### What to do:
Make an exact copy of all the entries below, with the pictures left out.

==*==

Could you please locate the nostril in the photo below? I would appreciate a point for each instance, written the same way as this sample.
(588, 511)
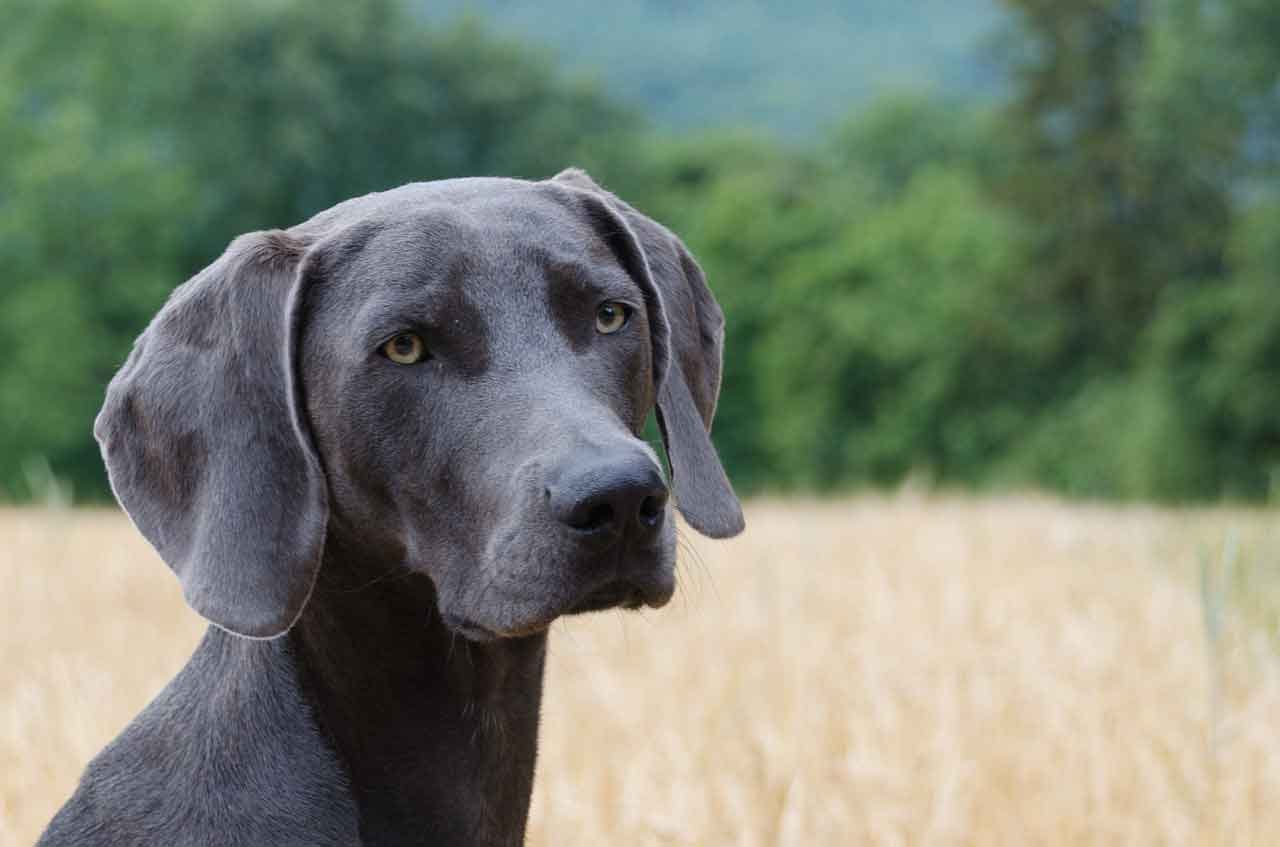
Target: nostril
(650, 509)
(593, 518)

==*==

### Task result:
Could you please locate the nostril in the photo below? I would appreciate a point for each instance, written the same way as this sample.
(588, 511)
Target: nostril
(650, 509)
(593, 518)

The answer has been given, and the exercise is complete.